Begin Task input
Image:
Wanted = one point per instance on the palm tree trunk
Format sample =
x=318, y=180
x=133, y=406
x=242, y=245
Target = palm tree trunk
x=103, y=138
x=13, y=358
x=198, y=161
End Task input
◆ **Exercise objective**
Edit these lines so that "palm tree trunk" becomes "palm trunk" everywhere it occurs, leaving everything else unchanged.

◆ **Result of this exercise**
Image:
Wanted = one point per instance on the palm trunk
Format sample =
x=318, y=180
x=133, y=406
x=242, y=245
Target = palm trunk
x=103, y=138
x=13, y=358
x=198, y=161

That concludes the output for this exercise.